*WORK TO BE COMPLETED:*
Give the lines from the start of the listing through the line containing "box: [184, 7, 243, 294]" as a JSON list of strings with one string per line, omitting blank lines and leaving out the picture.

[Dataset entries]
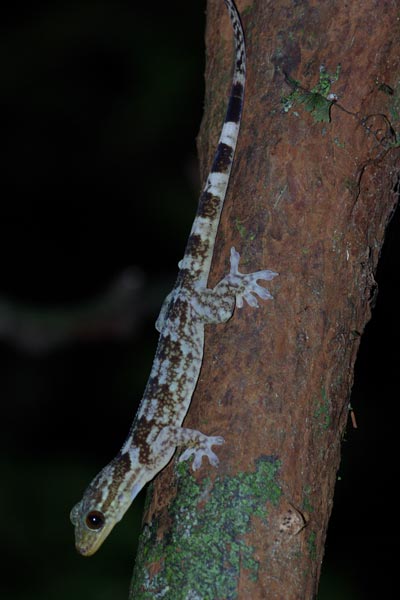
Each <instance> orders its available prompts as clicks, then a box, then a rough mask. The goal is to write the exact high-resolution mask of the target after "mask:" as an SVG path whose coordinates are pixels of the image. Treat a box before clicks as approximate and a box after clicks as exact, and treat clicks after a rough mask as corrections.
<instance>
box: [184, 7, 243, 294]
mask: <svg viewBox="0 0 400 600" xmlns="http://www.w3.org/2000/svg"><path fill="white" fill-rule="evenodd" d="M224 2H225V5H226V7H227V9H228V12H229V17H230V19H231V23H232V28H233V33H234V40H235V63H234V70H233V79H232V88H231V92H230V96H229V101H228V108H227V111H226V115H225V120H224V124H223V127H222V131H221V135H220V138H219V141H218V146H217V150H216V152H215V155H214V160H213V163H212V166H211V170H210V173H209V175H208V177H207V181H206V184H205V186H204V188H203V191H202V193H201V196H200V200H199V206H198V209H197V214H196V217H195V219H194V222H193V226H192V230H191V232H190V236H189V240H188V243H187V246H186V250H185V255H184V258H183V260H182V261H181V262H180V264H179V267H180V269H182V270H183V269H185V270H186V269H187V270H188V271H189V273H190V274H191V275H195V278H196V280H197V281H198V282H199V283H201V284H204V286H206V285H207V280H208V275H209V272H210V268H211V261H212V255H213V250H214V244H215V238H216V235H217V229H218V225H219V220H220V216H221V212H222V208H223V205H224V199H225V195H226V191H227V189H228V185H229V177H230V173H231V169H232V164H233V158H234V155H235V149H236V143H237V140H238V136H239V128H240V123H241V117H242V109H243V101H244V87H245V81H246V47H245V40H244V32H243V26H242V23H241V20H240V16H239V12H238V9H237V8H236V5H235V2H234V1H233V0H224Z"/></svg>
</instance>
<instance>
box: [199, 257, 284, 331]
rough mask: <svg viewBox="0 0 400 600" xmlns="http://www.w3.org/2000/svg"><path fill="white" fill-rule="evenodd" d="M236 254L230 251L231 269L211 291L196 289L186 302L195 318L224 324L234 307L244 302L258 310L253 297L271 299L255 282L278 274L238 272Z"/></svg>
mask: <svg viewBox="0 0 400 600" xmlns="http://www.w3.org/2000/svg"><path fill="white" fill-rule="evenodd" d="M239 260H240V254H239V252H236V250H235V248H231V268H230V272H229V274H228V275H227V276H226V277H224V278H223V279H222V280H221V281H220V282H219V283H218V284H217V285H216V286H215V288H213V289H212V290H210V289H207V288H206V289H204V288H203V289H197V290H196V292H195V293H193V296H192V298H191V299H190V303H191V306H192V308H193V309H194V311H195V313H196V316H197V317H198V318H200V320H201V321H202V322H204V323H207V324H209V323H225V322H226V321H228V320H229V319H230V317H231V316H232V313H233V309H234V308H235V301H236V306H237V307H238V308H242V306H243V304H244V302H245V301H246V302H247V304H248V305H249V306H251V307H252V308H258V306H259V304H258V300H257V298H256V296H258V297H259V298H262V299H263V300H271V299H272V295H271V294H270V292H269V290H267V288H265V287H262V286H261V285H259V284H258V283H257V281H259V280H261V281H270V280H271V279H273V278H274V277H276V276H277V275H278V273H275V272H274V271H269V270H264V271H255V272H254V273H247V274H246V273H240V271H239V269H238V267H239Z"/></svg>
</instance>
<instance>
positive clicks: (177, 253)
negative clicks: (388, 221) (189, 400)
mask: <svg viewBox="0 0 400 600" xmlns="http://www.w3.org/2000/svg"><path fill="white" fill-rule="evenodd" d="M204 7H205V3H204V2H178V1H177V0H175V1H169V2H168V3H160V4H157V5H154V4H153V3H149V4H148V5H147V6H146V5H143V4H140V3H134V2H121V1H117V2H115V1H113V2H111V0H108V1H103V2H89V1H81V2H79V3H73V4H70V3H66V2H65V3H63V2H60V1H58V0H57V1H55V0H53V1H52V2H50V1H49V2H39V3H35V4H33V3H32V4H31V5H23V4H16V5H15V6H13V8H10V7H8V9H4V8H2V9H1V11H2V13H3V14H2V15H1V19H0V22H1V29H2V35H1V42H0V44H1V48H0V57H1V58H0V66H1V71H0V73H1V82H2V86H1V87H2V92H1V111H0V124H1V132H2V133H1V146H0V147H1V163H2V164H1V167H2V168H1V172H2V177H1V187H2V194H1V201H0V252H1V262H0V267H1V270H0V397H1V407H2V414H1V431H0V444H1V450H2V452H1V466H2V468H1V484H0V510H1V521H0V522H1V534H0V540H1V547H2V549H3V551H4V553H5V556H4V557H3V558H2V566H3V569H2V570H3V572H4V573H5V575H3V576H2V577H1V579H0V594H1V597H2V598H4V599H5V600H7V599H9V598H10V599H15V600H22V599H24V600H26V599H27V598H29V599H30V600H50V599H55V598H57V600H70V599H71V598H74V599H76V600H79V598H85V599H86V600H88V599H90V598H93V599H94V598H96V600H103V599H104V600H109V599H110V598H113V599H115V600H117V599H119V598H121V599H123V598H126V597H127V588H128V584H129V580H130V576H131V571H132V565H133V558H134V543H133V537H134V531H135V529H136V530H137V529H138V528H139V523H140V501H138V502H136V503H135V504H134V505H133V507H132V509H131V510H130V511H129V513H128V514H127V515H126V517H125V518H124V521H123V525H121V526H120V527H117V528H116V529H115V531H114V533H113V534H112V536H111V537H110V538H109V540H107V543H106V544H105V545H104V547H103V548H102V549H101V551H100V552H99V553H98V554H96V555H95V556H94V557H93V558H91V559H83V558H81V557H80V556H78V555H77V554H76V553H75V550H74V545H73V531H72V526H71V525H70V523H69V518H68V515H69V510H70V508H71V507H72V505H73V504H74V503H75V502H76V501H77V500H79V498H80V496H81V493H82V490H83V488H84V487H85V486H86V485H87V483H88V482H89V481H90V479H91V478H92V476H93V475H94V474H95V473H96V472H97V471H98V470H99V468H100V467H102V466H104V464H105V463H106V462H108V460H110V458H112V456H113V455H114V454H115V453H116V451H117V450H118V448H119V447H120V445H121V443H122V441H123V439H124V436H125V435H126V433H127V431H128V428H129V424H130V422H131V419H132V417H133V415H134V411H135V403H136V401H137V400H139V399H140V397H141V394H142V391H143V388H144V385H145V382H146V379H147V375H148V372H149V369H150V364H151V360H152V356H153V353H154V349H155V344H156V339H157V337H156V333H155V331H154V326H153V323H154V320H155V317H156V315H157V308H156V307H157V306H159V305H160V304H161V301H162V299H163V296H164V295H165V293H166V292H167V291H168V289H169V288H170V287H171V285H172V283H173V280H174V277H175V275H176V264H177V262H178V260H179V259H180V258H181V255H182V252H183V249H184V246H185V241H186V237H187V234H188V231H189V229H190V225H191V221H192V218H193V215H194V212H195V207H196V203H197V195H198V189H199V182H198V178H197V164H196V150H195V143H194V140H195V136H196V134H197V131H198V127H199V123H200V119H201V114H202V102H203V70H204V65H203V60H204V58H203V57H204V44H203V36H204ZM399 228H400V223H399V215H398V214H396V215H395V216H394V218H393V220H392V222H391V224H390V227H389V229H388V236H387V241H386V243H385V246H384V250H383V253H382V257H381V262H380V266H379V270H378V274H377V277H376V278H377V281H378V284H379V290H380V291H379V295H378V300H377V304H376V308H375V310H374V314H373V319H372V321H371V322H370V324H369V325H368V327H367V329H366V332H365V334H364V335H363V338H362V343H361V349H360V353H359V358H358V360H357V368H356V381H355V386H354V392H353V397H352V399H351V404H352V406H353V408H354V410H355V414H356V417H357V422H358V429H356V430H355V429H352V427H351V424H350V423H349V426H348V431H347V433H346V436H345V438H344V440H343V460H342V465H341V468H340V471H339V474H338V476H339V478H338V483H337V490H336V495H335V503H334V510H333V515H332V520H331V525H330V529H329V534H328V541H327V548H326V559H325V561H324V565H323V575H322V580H321V589H320V594H319V600H331V599H332V600H333V599H334V600H336V599H344V600H347V599H357V600H358V599H363V598H370V597H371V598H376V597H384V596H385V594H389V593H391V592H392V591H393V589H395V587H394V583H395V580H396V577H395V573H394V570H393V569H394V568H395V562H394V561H395V556H396V554H397V548H395V543H396V538H397V535H396V529H395V528H396V524H395V523H396V517H395V514H394V515H393V514H392V513H393V512H394V513H395V510H396V509H395V506H396V504H395V499H396V496H397V494H396V492H395V490H394V489H393V487H394V485H395V484H396V475H397V474H398V467H397V465H396V466H394V465H395V464H396V463H395V462H394V457H395V456H396V454H397V444H396V449H395V442H396V441H397V440H396V434H397V431H396V429H397V427H396V425H397V422H396V412H397V411H396V408H397V406H396V405H397V398H398V384H397V378H396V375H397V371H398V359H399V351H398V345H397V343H396V342H397V339H398V335H399V320H398V317H397V314H398V310H397V305H398V300H397V298H398V296H397V291H398V289H399V272H400V271H399V256H400V252H399V243H400V241H399V235H398V232H399ZM129 266H135V267H136V268H138V269H139V270H140V273H141V274H142V281H143V284H142V286H141V287H140V289H139V290H138V297H137V306H138V311H139V314H140V318H139V319H137V321H136V323H135V327H134V328H133V331H132V333H131V334H130V335H127V336H124V337H116V338H110V336H108V337H107V336H105V339H102V338H99V339H97V340H92V339H85V336H84V335H80V336H79V339H73V340H71V341H70V342H68V343H64V344H61V345H59V346H58V347H57V346H56V347H53V348H52V349H49V350H48V351H47V352H43V351H42V352H37V351H35V352H27V351H25V350H24V349H23V348H21V344H16V343H15V340H14V341H13V336H12V334H10V333H8V334H7V335H6V334H2V333H1V332H2V331H4V322H5V320H6V317H7V315H8V313H7V310H11V311H13V310H14V309H16V307H20V306H21V305H22V306H23V307H25V308H24V310H25V309H27V308H28V307H29V310H30V311H32V313H35V311H38V310H43V309H46V310H47V309H48V310H49V311H50V312H52V311H54V309H55V308H60V307H70V308H73V307H76V306H80V305H81V304H82V303H85V302H90V301H91V299H92V298H93V297H95V296H96V295H98V294H101V293H102V292H103V291H104V290H105V289H106V287H107V286H108V285H109V283H110V282H111V281H112V280H113V279H114V278H115V277H116V276H117V275H118V274H119V273H121V272H122V271H123V270H124V269H126V267H129ZM4 306H6V308H7V310H6V309H5V308H4ZM26 335H29V334H28V333H27V334H26ZM395 453H396V454H395Z"/></svg>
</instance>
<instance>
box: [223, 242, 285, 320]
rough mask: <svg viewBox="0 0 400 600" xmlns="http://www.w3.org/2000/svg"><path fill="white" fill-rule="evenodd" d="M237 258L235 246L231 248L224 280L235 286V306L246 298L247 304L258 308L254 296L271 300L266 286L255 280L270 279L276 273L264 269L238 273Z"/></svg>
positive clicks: (241, 302) (263, 298)
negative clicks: (258, 284)
mask: <svg viewBox="0 0 400 600" xmlns="http://www.w3.org/2000/svg"><path fill="white" fill-rule="evenodd" d="M239 260H240V254H239V252H236V250H235V248H231V270H230V272H229V275H228V276H227V277H226V281H227V282H228V283H229V284H230V285H231V286H232V287H234V288H235V290H234V292H235V296H236V306H237V307H238V308H242V306H243V301H244V300H246V302H247V304H248V305H249V306H252V307H253V308H258V301H257V298H256V296H259V298H262V299H263V300H271V299H272V295H271V294H270V292H269V291H268V290H267V288H264V287H262V286H261V285H258V283H257V281H258V280H259V279H260V280H263V281H271V279H273V278H274V277H276V276H277V275H278V273H275V272H274V271H269V270H268V269H267V270H264V271H255V272H254V273H247V274H245V273H240V272H239V269H238V267H239Z"/></svg>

*THE COMPLETED TASK:*
[
  "Each <instance> orders its available prompts as clicks, then a box, then a rough mask. The goal is to write the exact high-resolution mask of the target after \"mask:\" as an SVG path whose coordinates are pixels of the image. Treat a box before clicks as approximate and a box after clicks as exact, and treat clicks after a rough mask as corrections.",
  "<instance>",
  "box: [184, 7, 243, 294]"
]